Given request :: Your task is to extract every entry that follows word for word while excluding the pictures.

Data items ::
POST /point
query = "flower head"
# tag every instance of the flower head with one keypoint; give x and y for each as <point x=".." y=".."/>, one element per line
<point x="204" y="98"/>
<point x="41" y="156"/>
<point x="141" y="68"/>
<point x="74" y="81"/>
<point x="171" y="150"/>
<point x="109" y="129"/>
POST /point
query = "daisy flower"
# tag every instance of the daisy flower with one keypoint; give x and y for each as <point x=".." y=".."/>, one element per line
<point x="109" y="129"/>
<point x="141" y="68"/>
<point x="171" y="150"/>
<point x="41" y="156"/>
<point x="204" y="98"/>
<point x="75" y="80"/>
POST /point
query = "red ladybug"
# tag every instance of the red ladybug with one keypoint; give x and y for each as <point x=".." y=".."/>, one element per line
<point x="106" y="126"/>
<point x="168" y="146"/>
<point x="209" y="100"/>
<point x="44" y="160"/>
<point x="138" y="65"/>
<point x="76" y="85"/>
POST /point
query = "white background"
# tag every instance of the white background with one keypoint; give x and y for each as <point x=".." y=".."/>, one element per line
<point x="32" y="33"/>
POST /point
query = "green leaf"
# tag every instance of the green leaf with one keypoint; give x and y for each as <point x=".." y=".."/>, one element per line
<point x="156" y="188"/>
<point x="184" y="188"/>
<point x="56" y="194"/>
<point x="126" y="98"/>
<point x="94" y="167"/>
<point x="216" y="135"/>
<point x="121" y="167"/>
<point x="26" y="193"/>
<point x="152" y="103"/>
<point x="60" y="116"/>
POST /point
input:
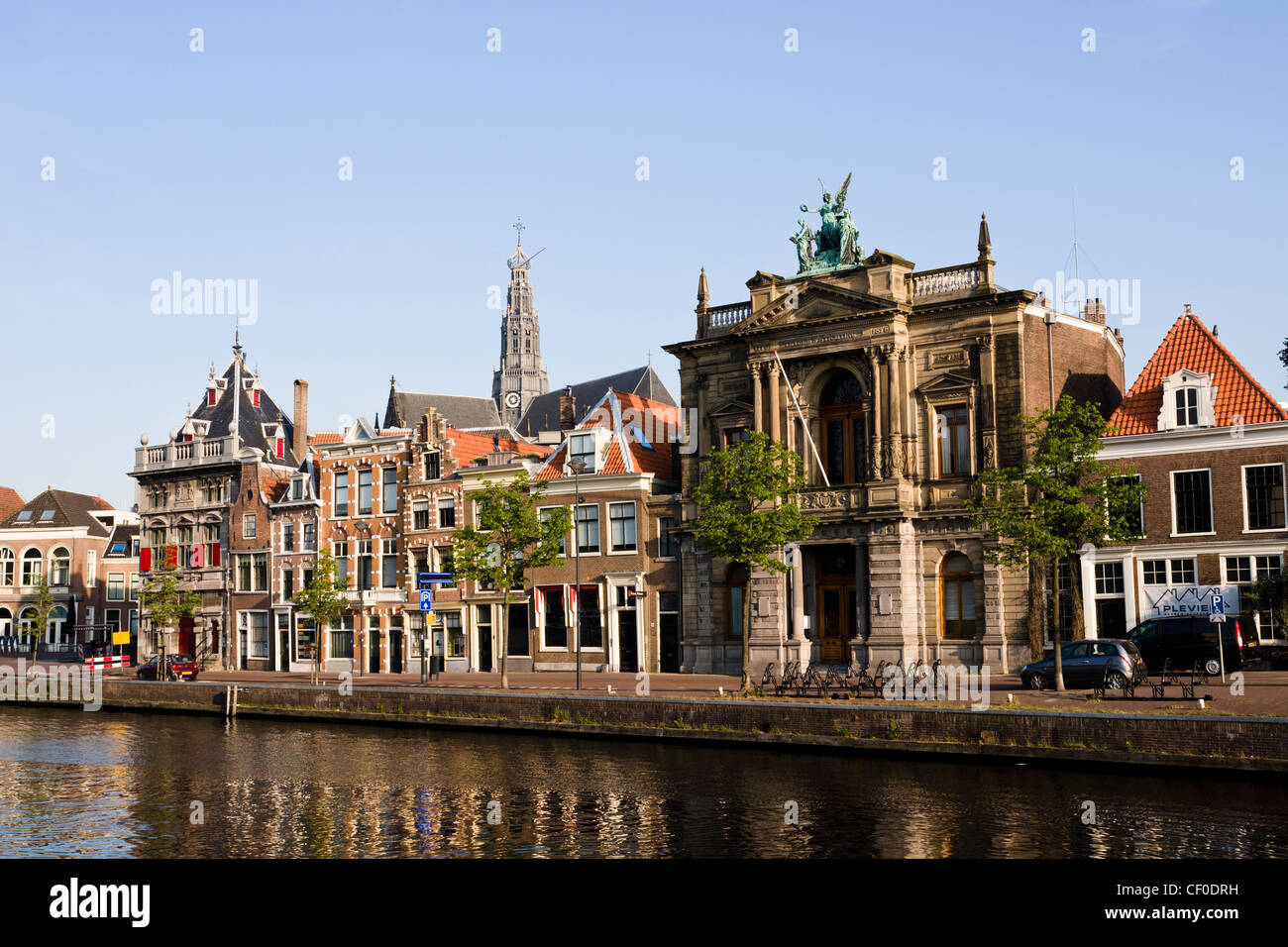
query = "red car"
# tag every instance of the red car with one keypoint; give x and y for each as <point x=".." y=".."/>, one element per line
<point x="180" y="667"/>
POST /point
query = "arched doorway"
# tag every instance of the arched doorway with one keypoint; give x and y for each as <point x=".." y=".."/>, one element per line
<point x="957" y="598"/>
<point x="844" y="416"/>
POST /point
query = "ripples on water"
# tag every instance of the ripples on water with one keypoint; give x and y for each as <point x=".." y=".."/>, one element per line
<point x="123" y="784"/>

Task result ::
POST /point
query = "flower head"
# tag every instance of the flower head with one keypoint; give x and y for each as <point x=".." y=".."/>, one element per line
<point x="204" y="98"/>
<point x="41" y="156"/>
<point x="141" y="68"/>
<point x="74" y="81"/>
<point x="171" y="150"/>
<point x="109" y="129"/>
POST /point
query = "daisy flower"
# tag every instance of the daisy flower with one keypoint; give x and y for each as <point x=".." y=".."/>, one element per line
<point x="109" y="129"/>
<point x="141" y="68"/>
<point x="171" y="150"/>
<point x="41" y="156"/>
<point x="204" y="98"/>
<point x="75" y="80"/>
POST /point
query = "red ladybug"
# tag every instance of the red ladybug with one keypoint; give x and y for each as <point x=".." y=".."/>, one element per line
<point x="106" y="126"/>
<point x="168" y="146"/>
<point x="209" y="100"/>
<point x="44" y="160"/>
<point x="138" y="65"/>
<point x="76" y="85"/>
POST /point
query = "white background"
# tag every instance of the white background with one keypoint; give x and y for each as <point x=".." y=".."/>, one element per line
<point x="32" y="33"/>
POST /point
query = "green leaf"
# tag every instance of the green leaf with one keypoint; give x and y for each as <point x=".." y=".."/>, one element per line
<point x="156" y="188"/>
<point x="184" y="188"/>
<point x="56" y="194"/>
<point x="126" y="98"/>
<point x="94" y="167"/>
<point x="216" y="135"/>
<point x="121" y="167"/>
<point x="26" y="193"/>
<point x="152" y="103"/>
<point x="60" y="116"/>
POST /point
input:
query = "red car"
# tag every instance of the red car with one keypoint; give x and y for each as <point x=".." y=".."/>, one element per line
<point x="180" y="667"/>
POST /point
query = "arched doorway"
# tag every instance of the arched doorway with one keypoint; give x and y for each as <point x=".." y=".."/>, one element per line
<point x="957" y="598"/>
<point x="844" y="416"/>
POST /point
query = "ripples on water"
# tag every instance of the ripples on water with one keypoint; give x and y for each as <point x=".." y=".."/>, one element per line
<point x="123" y="784"/>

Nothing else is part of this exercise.